__Work to be completed__: Reproduce the records word for word, starting with the line that contains "written like (3,86)." and continuing through the last line of the records, both included.

Dataset records on object locations
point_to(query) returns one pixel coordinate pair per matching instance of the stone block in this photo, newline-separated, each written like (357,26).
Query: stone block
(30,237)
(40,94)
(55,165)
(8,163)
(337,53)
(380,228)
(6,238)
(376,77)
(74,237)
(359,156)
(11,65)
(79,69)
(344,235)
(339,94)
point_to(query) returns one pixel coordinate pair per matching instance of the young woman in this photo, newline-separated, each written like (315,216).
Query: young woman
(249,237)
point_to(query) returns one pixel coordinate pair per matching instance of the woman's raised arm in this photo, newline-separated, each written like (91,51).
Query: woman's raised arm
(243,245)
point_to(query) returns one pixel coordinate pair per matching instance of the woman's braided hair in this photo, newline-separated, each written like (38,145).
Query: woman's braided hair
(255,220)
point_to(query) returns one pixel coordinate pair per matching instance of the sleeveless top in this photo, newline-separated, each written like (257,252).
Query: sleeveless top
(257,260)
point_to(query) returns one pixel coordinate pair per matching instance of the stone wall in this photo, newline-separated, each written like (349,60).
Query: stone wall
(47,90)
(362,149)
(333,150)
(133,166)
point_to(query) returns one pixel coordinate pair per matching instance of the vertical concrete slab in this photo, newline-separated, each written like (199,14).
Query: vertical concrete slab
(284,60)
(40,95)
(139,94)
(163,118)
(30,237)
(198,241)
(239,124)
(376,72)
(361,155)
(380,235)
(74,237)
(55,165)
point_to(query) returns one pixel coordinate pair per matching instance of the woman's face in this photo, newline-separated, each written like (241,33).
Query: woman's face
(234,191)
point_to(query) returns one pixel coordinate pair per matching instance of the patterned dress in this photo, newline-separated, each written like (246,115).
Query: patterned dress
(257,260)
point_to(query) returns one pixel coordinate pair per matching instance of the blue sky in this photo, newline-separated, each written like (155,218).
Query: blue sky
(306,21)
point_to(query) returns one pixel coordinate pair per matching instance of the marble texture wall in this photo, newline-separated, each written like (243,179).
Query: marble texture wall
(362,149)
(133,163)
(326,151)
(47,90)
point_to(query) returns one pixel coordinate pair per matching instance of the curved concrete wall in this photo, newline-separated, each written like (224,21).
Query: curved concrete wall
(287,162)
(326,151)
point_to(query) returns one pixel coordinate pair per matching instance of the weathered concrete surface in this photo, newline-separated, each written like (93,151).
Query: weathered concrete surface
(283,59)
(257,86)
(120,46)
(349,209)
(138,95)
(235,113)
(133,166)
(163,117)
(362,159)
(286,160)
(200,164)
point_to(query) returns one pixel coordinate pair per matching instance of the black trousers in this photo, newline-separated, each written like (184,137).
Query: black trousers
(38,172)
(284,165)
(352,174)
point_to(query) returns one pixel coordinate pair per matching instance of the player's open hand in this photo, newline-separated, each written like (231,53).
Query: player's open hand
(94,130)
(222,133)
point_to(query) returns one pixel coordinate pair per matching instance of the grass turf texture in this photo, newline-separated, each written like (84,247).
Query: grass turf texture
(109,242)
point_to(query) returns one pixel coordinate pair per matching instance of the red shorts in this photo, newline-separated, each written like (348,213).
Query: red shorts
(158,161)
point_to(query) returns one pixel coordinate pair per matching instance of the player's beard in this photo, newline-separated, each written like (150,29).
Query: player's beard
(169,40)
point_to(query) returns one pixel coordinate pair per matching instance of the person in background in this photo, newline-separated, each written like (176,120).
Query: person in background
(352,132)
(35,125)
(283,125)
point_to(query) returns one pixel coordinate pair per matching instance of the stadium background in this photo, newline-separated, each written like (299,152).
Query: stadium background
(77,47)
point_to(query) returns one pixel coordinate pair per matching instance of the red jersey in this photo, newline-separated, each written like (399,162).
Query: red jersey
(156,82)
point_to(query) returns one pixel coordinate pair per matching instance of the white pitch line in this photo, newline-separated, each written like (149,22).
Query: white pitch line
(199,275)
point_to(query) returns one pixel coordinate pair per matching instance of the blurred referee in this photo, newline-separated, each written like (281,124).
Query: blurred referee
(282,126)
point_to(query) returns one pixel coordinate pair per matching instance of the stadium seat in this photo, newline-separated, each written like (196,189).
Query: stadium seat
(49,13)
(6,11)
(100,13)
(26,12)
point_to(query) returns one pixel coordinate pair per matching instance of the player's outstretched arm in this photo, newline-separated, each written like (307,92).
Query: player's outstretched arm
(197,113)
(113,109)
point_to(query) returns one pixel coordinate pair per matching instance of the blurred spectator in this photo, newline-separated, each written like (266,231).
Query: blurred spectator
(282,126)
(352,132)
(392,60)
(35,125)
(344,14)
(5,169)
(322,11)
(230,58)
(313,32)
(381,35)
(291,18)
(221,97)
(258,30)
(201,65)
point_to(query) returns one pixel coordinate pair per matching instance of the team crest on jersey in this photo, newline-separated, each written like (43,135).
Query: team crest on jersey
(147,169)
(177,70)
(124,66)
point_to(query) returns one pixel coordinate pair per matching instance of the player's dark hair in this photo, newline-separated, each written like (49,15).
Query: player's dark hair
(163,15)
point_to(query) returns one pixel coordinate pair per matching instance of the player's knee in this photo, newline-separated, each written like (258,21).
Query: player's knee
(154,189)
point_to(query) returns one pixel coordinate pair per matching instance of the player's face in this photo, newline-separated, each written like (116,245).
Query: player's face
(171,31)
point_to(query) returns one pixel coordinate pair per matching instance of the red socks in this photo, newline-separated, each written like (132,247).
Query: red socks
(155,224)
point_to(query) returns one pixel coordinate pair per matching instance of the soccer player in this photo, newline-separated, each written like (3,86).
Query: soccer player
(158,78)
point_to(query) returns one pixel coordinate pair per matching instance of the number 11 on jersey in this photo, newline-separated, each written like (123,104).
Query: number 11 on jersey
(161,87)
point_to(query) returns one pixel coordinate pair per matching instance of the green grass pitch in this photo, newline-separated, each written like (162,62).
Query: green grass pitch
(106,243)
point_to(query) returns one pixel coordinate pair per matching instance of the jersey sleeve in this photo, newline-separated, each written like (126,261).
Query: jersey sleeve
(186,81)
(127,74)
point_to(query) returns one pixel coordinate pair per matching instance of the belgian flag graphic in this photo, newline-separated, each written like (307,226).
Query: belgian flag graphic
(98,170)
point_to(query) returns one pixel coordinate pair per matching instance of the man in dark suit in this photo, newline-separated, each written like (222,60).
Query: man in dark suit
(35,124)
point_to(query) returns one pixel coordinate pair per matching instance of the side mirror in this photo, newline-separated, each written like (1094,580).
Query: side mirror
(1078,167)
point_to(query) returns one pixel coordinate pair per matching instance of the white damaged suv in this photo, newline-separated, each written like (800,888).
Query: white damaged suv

__Answer to the exercise__:
point_to(query) returns one pixel coordinate pair per matching instance of the soccer player in this photo, newline-separated, each written like (3,86).
Query: soccer player
(158,78)
point_to(query) returns one pixel coordinate pair per matching instance of the number 11 on jersey in this photo, newline-separated, each written like (123,104).
Query: number 11 on jersey
(161,87)
point_to(query) returns one pixel coordinate pair per matching instance of the green grass pitch in this photo, newline-separated, each written like (162,62).
Query: green grass pitch
(106,243)
point_to(query) returns one pixel coordinate pair per matching instance of the jersey sleeve in this photo, newline-separated, each written like (126,261).
Query: jersey sleeve
(186,81)
(127,74)
point_to(query) returns one pixel coordinate pair per matching instance of the belgian flag graphic in this photo, newline-separated, each written like (307,226).
Query: belgian flag graphic
(98,170)
point_to(query) returns one pixel coordinate pair per matching instance of the man in dark suit in this photo, newline-separated, each written like (222,60).
Query: man in dark suit
(35,124)
point_to(query) returns one pixel coordinate pair per matching instance of the side mirror in this photo, newline-separated, each written like (1094,580).
Query: side mirror
(1078,167)
point_to(query) returns one pixel coordinate pair per matching instance of the white damaged suv in this photo, newline-separated, each written like (800,888).
Query: white damaged suv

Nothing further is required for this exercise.